# Supplied passage

----------------

If you find yourself having trouble with EZ Macros you may find these hints helpful.
1. If you are having difficulty playing back macros at the fastest speed try playing them at a slower speed. Normally if you move the slider to the middle of the slider bar, that does the trick. Sometimes other applications cannot accept keyboard and mouse movements as fast as EZ Macros can produce them.
For example, if you create a macro to click the 'File..Open' menu command then type in a filename, you could notice a small time delay between the time you click 'Open' and the time the window actually appears. Keystrokes could be lost between the time the macro clicks 'Open' and the time the window actually appears if the time delay is much greater than the time delay when you recorded the macro.
If you encounter circumstances like this try playing your macro back at 'Recorded Speed'.
2. If you are having trouble getting your macros with mouse clicks to work read this section. Sometimes windows appear at different positions on the screen when you display them. This is a normal Windows behavior.
With that in mind you should know that mouse events such as movements and clicks are "screen relative" not "window relative". This means that when you play back a macro that produces mouse clicks, those clicks will occur at the same position on the screen, not the same position on the window.
Here are two solutions to this dilemma.
A. Only use keyboard events to navigate your program. This will actually result in a faster executing macro and you will be assured that you will not have any problems with the mouse clicking in the wrong place.
B. At the very beginning of your macro, use the keyboard to maximize the main window of the application you are creating your macro for. You maximize the window with the keyboard by pressing the following keys.

----------------

Excerpts from a detection dataset

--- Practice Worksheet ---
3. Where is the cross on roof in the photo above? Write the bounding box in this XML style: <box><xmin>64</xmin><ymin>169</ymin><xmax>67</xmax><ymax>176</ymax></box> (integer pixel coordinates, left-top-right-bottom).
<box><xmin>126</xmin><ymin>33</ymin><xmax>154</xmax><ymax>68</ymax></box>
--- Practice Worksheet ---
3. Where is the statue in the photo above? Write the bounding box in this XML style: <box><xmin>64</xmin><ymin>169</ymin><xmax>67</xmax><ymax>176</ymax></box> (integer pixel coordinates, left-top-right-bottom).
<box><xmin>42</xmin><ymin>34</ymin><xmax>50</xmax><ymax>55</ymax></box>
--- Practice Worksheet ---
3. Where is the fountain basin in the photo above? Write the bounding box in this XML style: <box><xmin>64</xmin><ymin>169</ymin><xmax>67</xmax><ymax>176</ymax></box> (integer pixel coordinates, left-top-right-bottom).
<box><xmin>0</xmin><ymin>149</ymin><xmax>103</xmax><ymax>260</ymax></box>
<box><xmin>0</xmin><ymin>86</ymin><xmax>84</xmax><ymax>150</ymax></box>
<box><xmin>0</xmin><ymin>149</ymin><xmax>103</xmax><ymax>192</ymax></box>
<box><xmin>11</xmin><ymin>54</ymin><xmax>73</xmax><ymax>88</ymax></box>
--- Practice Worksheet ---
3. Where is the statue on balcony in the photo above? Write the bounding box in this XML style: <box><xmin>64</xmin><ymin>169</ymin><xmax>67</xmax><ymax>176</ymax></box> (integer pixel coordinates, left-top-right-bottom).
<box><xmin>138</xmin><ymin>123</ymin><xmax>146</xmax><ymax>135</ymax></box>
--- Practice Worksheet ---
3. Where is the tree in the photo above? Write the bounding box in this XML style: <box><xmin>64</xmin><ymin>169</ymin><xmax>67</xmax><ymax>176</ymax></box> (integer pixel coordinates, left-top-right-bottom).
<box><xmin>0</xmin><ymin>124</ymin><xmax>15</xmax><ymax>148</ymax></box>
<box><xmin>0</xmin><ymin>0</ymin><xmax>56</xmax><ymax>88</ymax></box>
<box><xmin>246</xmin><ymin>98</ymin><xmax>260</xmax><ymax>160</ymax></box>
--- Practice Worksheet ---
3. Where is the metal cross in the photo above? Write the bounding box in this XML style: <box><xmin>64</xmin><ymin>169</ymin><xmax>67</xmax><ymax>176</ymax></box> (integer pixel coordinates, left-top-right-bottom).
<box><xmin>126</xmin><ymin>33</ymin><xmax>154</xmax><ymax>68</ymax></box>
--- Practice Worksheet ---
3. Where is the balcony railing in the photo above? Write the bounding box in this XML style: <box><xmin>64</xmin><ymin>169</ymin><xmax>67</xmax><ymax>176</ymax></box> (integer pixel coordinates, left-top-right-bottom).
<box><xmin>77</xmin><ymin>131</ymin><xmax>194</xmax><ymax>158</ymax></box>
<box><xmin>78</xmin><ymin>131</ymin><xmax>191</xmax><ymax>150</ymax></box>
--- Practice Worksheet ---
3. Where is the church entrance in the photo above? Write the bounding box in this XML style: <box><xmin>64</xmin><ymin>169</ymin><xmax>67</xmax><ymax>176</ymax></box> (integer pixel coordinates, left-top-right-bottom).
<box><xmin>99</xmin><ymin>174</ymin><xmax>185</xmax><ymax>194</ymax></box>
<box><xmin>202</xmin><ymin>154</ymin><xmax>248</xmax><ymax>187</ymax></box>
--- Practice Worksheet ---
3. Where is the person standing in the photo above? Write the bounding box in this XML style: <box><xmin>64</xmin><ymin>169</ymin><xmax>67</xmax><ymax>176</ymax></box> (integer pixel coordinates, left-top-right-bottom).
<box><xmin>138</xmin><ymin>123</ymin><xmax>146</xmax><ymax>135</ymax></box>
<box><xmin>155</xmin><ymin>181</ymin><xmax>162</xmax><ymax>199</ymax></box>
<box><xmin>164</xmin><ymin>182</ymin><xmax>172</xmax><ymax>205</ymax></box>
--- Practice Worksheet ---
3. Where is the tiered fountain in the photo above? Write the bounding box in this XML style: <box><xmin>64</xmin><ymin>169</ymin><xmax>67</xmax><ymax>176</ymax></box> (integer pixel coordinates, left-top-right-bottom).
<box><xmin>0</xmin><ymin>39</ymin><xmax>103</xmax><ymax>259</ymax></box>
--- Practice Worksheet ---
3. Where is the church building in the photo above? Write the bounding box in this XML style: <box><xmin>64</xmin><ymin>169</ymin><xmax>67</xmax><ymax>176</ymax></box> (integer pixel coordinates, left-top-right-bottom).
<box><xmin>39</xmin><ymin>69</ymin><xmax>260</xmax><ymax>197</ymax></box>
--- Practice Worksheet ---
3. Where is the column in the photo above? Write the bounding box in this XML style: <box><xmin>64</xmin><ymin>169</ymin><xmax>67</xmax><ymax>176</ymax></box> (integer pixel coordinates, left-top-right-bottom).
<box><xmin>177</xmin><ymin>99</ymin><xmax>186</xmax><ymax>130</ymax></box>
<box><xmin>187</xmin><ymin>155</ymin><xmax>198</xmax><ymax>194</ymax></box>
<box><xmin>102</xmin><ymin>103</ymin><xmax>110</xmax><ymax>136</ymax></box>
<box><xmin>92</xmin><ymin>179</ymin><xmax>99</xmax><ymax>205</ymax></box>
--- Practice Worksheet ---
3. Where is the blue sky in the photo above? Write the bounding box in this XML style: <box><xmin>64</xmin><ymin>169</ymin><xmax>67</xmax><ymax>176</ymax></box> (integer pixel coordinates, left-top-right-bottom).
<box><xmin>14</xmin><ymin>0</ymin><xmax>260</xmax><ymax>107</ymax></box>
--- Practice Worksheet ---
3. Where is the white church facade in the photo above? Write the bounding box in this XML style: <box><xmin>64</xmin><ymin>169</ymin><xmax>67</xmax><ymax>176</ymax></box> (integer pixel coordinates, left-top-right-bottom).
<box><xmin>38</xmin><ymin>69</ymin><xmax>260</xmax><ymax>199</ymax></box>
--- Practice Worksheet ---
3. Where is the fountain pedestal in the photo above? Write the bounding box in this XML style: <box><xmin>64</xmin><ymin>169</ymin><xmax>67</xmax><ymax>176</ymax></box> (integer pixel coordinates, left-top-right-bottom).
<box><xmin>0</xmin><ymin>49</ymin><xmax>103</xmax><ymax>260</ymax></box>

----------------

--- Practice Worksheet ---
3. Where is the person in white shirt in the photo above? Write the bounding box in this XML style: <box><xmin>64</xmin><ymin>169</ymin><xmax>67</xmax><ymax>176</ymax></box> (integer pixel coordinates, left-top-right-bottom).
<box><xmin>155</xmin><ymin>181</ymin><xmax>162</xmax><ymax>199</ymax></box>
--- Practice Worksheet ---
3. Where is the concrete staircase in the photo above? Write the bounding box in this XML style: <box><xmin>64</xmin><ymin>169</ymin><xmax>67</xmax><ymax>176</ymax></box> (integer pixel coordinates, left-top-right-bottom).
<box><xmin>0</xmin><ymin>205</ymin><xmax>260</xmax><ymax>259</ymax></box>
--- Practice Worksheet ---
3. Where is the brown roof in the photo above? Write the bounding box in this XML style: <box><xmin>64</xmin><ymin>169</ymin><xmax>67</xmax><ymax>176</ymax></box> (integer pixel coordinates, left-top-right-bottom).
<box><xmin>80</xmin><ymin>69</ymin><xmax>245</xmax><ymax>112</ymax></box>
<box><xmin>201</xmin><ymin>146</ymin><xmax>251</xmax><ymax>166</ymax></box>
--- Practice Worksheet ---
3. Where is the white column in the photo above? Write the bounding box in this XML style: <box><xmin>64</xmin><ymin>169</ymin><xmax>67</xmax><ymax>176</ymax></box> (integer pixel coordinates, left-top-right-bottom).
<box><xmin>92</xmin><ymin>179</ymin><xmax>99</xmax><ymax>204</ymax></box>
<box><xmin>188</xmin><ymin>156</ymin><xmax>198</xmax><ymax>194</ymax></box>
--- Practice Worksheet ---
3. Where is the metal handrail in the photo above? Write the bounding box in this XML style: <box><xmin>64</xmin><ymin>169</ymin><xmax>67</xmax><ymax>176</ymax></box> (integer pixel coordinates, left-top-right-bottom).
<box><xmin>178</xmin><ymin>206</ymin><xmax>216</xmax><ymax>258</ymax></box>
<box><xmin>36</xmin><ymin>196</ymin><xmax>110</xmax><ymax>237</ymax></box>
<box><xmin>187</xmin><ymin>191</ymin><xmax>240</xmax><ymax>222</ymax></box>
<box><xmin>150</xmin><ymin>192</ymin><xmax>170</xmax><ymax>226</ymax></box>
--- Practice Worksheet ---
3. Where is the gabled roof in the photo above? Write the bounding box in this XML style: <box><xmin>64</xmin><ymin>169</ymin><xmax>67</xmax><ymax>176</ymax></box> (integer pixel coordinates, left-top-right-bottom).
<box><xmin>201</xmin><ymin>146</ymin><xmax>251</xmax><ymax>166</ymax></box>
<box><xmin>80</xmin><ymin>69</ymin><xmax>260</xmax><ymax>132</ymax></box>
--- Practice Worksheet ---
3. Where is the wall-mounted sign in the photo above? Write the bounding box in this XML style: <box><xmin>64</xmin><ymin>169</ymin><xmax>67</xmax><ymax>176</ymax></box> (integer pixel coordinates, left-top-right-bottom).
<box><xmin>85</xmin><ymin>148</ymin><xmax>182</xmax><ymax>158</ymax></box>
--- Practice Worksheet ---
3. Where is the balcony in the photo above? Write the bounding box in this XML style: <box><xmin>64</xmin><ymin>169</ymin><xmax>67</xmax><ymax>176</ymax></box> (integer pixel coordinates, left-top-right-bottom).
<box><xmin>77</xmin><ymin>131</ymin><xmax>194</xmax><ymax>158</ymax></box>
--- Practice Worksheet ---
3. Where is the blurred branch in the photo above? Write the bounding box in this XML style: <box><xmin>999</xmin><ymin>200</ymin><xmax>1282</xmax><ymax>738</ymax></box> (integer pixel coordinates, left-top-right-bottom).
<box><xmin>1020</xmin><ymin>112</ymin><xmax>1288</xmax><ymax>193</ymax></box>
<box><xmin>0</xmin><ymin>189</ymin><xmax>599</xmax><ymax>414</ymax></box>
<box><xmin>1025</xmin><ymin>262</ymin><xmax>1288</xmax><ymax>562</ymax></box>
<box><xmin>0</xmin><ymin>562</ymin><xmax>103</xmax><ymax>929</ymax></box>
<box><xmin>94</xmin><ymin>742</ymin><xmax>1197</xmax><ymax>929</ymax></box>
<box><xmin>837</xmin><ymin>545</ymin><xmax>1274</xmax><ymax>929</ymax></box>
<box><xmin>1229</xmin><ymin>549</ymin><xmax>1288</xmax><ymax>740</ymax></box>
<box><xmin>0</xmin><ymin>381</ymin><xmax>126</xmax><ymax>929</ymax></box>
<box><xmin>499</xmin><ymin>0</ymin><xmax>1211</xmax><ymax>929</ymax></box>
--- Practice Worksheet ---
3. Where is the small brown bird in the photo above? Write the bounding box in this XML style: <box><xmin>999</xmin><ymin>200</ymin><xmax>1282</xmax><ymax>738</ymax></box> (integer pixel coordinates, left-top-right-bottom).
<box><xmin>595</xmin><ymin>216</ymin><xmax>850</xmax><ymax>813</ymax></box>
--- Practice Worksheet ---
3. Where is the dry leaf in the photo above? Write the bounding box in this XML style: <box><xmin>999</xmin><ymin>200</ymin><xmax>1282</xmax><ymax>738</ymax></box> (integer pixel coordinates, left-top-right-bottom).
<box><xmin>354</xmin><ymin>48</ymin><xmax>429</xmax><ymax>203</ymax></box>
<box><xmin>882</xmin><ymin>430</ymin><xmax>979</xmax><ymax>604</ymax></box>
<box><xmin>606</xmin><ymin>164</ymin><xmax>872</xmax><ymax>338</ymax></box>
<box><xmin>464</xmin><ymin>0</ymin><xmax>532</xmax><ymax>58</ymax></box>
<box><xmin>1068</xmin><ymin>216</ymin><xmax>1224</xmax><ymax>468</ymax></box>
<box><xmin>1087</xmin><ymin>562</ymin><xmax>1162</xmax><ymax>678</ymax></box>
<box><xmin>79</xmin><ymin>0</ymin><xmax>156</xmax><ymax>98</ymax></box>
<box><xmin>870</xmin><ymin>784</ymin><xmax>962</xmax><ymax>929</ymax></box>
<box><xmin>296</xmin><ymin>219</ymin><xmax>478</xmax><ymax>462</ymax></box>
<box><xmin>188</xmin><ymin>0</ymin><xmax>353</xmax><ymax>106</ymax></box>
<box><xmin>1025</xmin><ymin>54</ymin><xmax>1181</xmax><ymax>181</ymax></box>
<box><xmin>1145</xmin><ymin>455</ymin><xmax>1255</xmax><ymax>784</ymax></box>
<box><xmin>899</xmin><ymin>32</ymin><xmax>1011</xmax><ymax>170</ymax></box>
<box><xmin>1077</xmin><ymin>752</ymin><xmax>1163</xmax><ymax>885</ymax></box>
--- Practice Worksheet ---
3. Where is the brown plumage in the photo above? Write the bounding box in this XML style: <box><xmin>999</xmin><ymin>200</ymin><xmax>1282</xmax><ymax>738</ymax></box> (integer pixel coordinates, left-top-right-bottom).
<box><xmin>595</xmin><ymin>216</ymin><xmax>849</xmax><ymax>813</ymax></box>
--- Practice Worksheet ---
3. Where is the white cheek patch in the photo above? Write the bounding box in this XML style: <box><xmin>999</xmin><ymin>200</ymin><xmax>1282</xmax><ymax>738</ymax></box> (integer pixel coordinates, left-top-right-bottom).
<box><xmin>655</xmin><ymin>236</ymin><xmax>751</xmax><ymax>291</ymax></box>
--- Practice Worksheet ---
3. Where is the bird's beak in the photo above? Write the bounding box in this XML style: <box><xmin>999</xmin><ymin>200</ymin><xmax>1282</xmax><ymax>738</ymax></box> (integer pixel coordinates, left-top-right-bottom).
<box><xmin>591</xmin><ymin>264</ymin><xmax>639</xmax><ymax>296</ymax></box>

----------------

# Requirements
1. Locate every line in the rows that contains the string "roof", and copy each such line. Case counts.
2. Extend the EZ Macros troubleshooting hints, beginning immediately after their final sentence.

# Results for the exercise
1.
3. Where is the cross on roof in the photo above? Write the bounding box in this XML style: <box><xmin>64</xmin><ymin>169</ymin><xmax>67</xmax><ymax>176</ymax></box> (integer pixel coordinates, left-top-right-bottom).
3. Where is the brown roof in the photo above? Write the bounding box in this XML style: <box><xmin>64</xmin><ymin>169</ymin><xmax>67</xmax><ymax>176</ymax></box> (integer pixel coordinates, left-top-right-bottom).
3. Where is the gabled roof in the photo above? Write the bounding box in this XML style: <box><xmin>64</xmin><ymin>169</ymin><xmax>67</xmax><ymax>176</ymax></box> (integer pixel coordinates, left-top-right-bottom).

2.
Press the <Alt> key once
Press the left arrow once
Press the down arrow once
Then arrow down to 'Maximize'
Then press <Enter>
This will assure you that the application's window will always be in the same position and the same size every time you record your macro. After you do these five simple steps continue recording your macro.
One note of Caution: If you record a macro and later play it back in the "wrong place", you’ll get unpredictable and possible dangerous results. For example, if you record a macro for your word processor and accidently play it back while you’re running your spreadsheet program, you could garble or even lose your data. Pressing Ctrl-Alt-Delete during playback will halt the macro and minimize the damage. After pressing Ctrl-Alt-Delete, Windows 95 will let you shut down the macro gracefully. The bottom line: Be careful when you play your macros!
Note: If you have additional hints you would like to share with others please send them to our technical support department. We would love to see what sort of trick you have come up with.
3. If you run an email macro and you get a window that states
Then you do not have a default email program set up. This is easily fixed. First you must have an email program installed such as Microsoft Outlook, Microsoft Exchange, Eudora or any others. Then do the following.
A. Start your Windows Explorer
B. Click View..Options
C. Click the File Types tab
D. In the Registered file types list scroll down to the item "URL: MailTo Protocol". Then single click on it.
E. Click the Edit button. In the "Edit File Type" window the "Description of Type" should be "URL: MailTo Protocol". If not, then back up and select "URL: MailTo Protocol".
F. Single click on the "open" Action, then click Edit.
G. You will need to fill in the "Application used to perform action" field with the path to your email program. Click Browse if you need to locate this .EXE file. An example of this would be
H. Once you select this file, click <Ok>. Then click <Ok> on the Edit File Type window. Then click <Ok> on the "Options" window.
Your email macro should now work.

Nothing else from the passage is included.